> _Alıntı metin_:
☆ ☆ ☆ ☆ ☆

Sizlerle bazı rakamları paylaşmak istiyorum, sizinde bildiklerinizi bu kürsüden hatırlatmak istiyorum. Türkiye nereden nereye geldi ve nereye gidebilir, Dünya da ne oldu ne olabilir.
Başta söyledim biz kooperatifçiyiz. Kooperatif şirketler dünyada özel sektör ve kamu sektörü yanında üçüncü bir sektör olarak kabul edilir. 19 uncu yüzyılın ortalarında Avrupa’da boy göstermeye başlamışlardır. Türkiye’deki ilk uygulaması ise Mithat Paşa’nın kurduğu Memleket (Emniyet olacak) Sandıklarıdır.
Dünyada kooperatifçilik, Tüketim, Kredi, Tarımsal üretim ve Satış kooperatifleri olmak üzere üçayak üzerinde yükselmiştir. Tüketim kooperatiflerinin amacı malum ortaklarına temel tüketim kalemlerini ucuz temin etmektir. Bunu toplu alımla yapabildikleri gibi tüketim malzemelerinin üretimini bizzat kendileri üreterek de gerçekleştirebilirler. Nitekim 19 uncu yüzyılın sonlarında tüketim kooperatifleri kendi üretim tesislerini de kurmaya başlamıştır. Bizim kooperatifçiliğimizle kıyaslamanız açısından soruyorum, bir dönem ülkemizde de özellikle iş yeri kökenli tüketim kooperatifleri revaçtaydı, bunlardan üretim tesisi kuranını hatırlayanınız ya da bugün için bir kaçı dışında ayakta kalanını bileniniz var mı?

☆ ☆ ☆ ☆ ☆

> _Girdi_:
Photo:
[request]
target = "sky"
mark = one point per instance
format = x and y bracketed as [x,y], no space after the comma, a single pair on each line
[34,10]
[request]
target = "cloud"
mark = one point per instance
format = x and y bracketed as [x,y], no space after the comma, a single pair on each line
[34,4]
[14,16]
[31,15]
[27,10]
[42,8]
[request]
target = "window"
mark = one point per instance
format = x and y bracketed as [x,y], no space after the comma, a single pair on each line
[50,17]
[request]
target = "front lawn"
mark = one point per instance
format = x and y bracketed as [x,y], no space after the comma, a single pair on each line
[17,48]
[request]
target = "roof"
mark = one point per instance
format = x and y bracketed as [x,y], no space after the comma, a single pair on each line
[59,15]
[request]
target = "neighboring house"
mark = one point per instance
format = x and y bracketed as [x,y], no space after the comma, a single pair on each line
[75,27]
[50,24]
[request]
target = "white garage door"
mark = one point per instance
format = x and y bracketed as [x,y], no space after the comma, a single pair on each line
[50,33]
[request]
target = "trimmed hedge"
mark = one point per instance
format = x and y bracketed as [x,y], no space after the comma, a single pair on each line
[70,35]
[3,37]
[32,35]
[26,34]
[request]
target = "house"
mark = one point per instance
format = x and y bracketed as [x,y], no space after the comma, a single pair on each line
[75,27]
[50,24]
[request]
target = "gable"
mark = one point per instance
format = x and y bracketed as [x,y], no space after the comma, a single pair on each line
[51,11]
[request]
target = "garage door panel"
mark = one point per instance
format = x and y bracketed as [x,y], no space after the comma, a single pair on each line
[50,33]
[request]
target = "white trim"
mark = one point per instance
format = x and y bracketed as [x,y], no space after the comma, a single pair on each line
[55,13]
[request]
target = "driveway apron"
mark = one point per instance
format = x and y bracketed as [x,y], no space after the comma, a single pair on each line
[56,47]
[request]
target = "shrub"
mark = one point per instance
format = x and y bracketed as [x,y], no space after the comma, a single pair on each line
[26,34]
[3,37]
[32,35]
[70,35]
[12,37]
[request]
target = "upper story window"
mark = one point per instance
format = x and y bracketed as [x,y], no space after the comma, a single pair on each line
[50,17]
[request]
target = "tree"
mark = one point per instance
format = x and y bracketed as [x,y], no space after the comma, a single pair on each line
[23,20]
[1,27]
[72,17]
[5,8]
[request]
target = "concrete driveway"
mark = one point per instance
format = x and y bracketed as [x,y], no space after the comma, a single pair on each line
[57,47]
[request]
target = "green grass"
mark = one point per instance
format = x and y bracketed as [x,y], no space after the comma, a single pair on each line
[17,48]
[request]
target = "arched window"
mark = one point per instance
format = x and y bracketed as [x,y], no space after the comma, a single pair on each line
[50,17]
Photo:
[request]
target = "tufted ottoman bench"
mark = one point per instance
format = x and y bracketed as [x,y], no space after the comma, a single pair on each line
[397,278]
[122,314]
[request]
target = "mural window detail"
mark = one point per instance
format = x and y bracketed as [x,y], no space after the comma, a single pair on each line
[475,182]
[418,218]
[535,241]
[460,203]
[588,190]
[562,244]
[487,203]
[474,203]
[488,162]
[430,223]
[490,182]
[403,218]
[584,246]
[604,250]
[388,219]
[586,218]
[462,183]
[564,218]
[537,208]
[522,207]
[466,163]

☆ ☆ ☆ ☆ ☆

> _Problemler_:
**A.** Kooperatifçilik metnine göre kooperatifler Avrupa'da ne zaman boy göstermeye başlamıştır?
**B.** Kayıtlarda "door" sözcüğünü içeren bütün satırları topla; büyük-küçük harf farkı önemlidir.
Metin ile kayıtlar birbirinden bağımsızdır.

> _Görevlere göre çözümler_:
**A.** 19. yüzyılın ortalarında.

**B.**
target = "white garage door"
target = "garage door panel"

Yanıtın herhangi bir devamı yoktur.